> Text provided
In a first for China, 13 servicewomen are included in a 43-member Chinese medical team bound for a United Nations peace-keeping mission in the Democratic Republic of Congo (D.R. Congo).
This was the first time China had sent servicewomen on a UN peace-keeping mission, the Peace-keeping Affairs Office of the Chinese Ministry of National Defense said in Beijing Tuesday.
The dispatched women are doctors and nurses from a hospital in the Shenyang military command area, northeast China, who would join the medical team and an engineers company of 175 men and officers on the peace-keeping mission in the D.R. Congo. They are now waiting for the final UN order to depart.
Since its first dispatch of military observers to UN peacekeeping activities in 1990, the Chinese armed forces have been involved in 10 peace-keeping operations. So far, it has sent more than 650 military observers, liaison officers, advisors or staff officers and more than 800 engineering officers and soldiers to the UN peace-keeping operations.
After China's first batch of 15 policemen took part in UN peace-keeping operations in January 2000, the Chinese government has sent in successive groups 198 civilian policemen and policewomen to serve in East Timor and Bosnia-Herzegovina.
The UN peace-keeping operations are conducted by forceful military personnel dispatched in accordance with UN security Council resolutions or its General Assembly resolutions to conflicting areas worldwide to restore and maintain peace.

> What needs to be done
Rewrite the paragraph of the article beginning "Since its first dispatch" as a short bulleted list that keeps its main facts. Work only from the article above.

> Records
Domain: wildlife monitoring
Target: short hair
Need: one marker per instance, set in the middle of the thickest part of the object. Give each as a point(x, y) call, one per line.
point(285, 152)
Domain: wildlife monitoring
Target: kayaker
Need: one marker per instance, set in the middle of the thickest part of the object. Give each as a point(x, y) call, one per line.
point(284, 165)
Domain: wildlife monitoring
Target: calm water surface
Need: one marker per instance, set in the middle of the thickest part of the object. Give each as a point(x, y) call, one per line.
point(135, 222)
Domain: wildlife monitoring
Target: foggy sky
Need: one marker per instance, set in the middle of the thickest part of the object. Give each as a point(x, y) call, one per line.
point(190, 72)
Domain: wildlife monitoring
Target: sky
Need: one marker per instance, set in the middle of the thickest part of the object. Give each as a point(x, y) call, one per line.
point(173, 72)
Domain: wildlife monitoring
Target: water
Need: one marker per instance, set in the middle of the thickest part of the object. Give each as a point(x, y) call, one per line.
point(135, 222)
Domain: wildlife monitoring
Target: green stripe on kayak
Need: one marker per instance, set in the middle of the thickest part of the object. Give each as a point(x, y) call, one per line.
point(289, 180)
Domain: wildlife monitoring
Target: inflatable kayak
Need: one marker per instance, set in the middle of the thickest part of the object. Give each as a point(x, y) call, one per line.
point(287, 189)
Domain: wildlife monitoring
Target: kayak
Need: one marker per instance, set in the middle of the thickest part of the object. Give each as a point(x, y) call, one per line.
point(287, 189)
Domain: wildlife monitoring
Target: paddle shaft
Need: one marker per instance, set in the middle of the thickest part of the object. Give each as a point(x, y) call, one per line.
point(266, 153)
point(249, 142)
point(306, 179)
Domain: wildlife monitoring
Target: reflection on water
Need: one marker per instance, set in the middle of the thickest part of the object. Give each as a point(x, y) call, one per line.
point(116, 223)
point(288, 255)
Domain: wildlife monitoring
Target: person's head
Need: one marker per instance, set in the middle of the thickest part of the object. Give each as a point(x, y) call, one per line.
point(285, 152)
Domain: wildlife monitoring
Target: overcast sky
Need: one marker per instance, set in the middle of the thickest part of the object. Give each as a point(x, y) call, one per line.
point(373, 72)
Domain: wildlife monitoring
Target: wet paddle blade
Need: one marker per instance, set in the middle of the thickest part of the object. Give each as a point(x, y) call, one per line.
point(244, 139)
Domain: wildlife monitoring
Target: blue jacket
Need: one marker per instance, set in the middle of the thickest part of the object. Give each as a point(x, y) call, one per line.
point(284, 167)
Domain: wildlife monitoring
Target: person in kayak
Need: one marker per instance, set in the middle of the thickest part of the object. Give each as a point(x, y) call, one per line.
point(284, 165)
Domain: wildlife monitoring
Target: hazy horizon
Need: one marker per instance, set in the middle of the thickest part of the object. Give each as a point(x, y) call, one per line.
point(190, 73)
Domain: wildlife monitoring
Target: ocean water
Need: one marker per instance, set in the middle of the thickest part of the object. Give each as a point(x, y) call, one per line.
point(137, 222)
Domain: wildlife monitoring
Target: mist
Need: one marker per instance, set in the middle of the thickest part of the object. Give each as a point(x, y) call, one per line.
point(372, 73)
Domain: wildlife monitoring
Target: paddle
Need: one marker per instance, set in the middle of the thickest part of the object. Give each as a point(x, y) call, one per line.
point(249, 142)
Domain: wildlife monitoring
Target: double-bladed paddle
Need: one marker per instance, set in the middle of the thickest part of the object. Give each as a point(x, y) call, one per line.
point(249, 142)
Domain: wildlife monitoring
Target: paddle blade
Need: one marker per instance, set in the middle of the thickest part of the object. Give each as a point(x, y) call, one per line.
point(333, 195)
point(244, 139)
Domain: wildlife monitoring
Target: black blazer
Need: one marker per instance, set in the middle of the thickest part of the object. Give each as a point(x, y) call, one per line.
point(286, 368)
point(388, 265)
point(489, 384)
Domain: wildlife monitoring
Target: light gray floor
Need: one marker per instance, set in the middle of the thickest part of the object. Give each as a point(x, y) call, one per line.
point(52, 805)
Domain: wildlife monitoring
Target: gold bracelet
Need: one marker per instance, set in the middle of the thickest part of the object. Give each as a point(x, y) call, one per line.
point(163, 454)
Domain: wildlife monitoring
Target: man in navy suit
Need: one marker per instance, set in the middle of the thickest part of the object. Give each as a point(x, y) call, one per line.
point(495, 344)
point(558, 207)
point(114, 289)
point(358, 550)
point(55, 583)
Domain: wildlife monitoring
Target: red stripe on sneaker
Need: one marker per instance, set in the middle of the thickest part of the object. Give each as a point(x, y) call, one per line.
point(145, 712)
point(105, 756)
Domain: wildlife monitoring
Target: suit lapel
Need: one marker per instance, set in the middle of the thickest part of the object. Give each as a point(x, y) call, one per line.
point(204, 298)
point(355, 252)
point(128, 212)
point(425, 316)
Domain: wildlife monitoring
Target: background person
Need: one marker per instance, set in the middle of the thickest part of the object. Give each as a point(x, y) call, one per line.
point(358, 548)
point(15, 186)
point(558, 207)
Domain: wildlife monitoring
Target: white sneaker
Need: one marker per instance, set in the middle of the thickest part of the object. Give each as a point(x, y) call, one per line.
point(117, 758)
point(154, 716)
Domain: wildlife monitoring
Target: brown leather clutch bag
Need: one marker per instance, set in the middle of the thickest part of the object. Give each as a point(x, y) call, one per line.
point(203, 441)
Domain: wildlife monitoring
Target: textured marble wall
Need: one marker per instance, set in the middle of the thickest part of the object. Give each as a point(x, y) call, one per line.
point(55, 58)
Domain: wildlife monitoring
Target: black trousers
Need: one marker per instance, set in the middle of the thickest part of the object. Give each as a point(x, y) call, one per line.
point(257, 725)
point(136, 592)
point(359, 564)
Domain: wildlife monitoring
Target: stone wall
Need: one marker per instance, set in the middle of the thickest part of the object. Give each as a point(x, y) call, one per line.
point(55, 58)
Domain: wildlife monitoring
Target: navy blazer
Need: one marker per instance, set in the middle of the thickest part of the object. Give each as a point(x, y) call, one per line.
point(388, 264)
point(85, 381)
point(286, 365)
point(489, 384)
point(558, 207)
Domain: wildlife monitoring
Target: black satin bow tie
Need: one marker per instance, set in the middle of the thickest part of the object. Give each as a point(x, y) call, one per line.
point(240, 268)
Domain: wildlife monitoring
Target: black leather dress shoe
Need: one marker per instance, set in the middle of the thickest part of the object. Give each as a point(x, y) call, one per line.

> Exercise output
- The Chinese armed forces first sent military observers to UN peacekeeping activities in 1990.
- Since then, they have been involved in 10 peacekeeping operations.
- They have sent more than 650 military observers, liaison officers, advisors or staff officers.
- They have also sent more than 800 engineering officers and soldiers.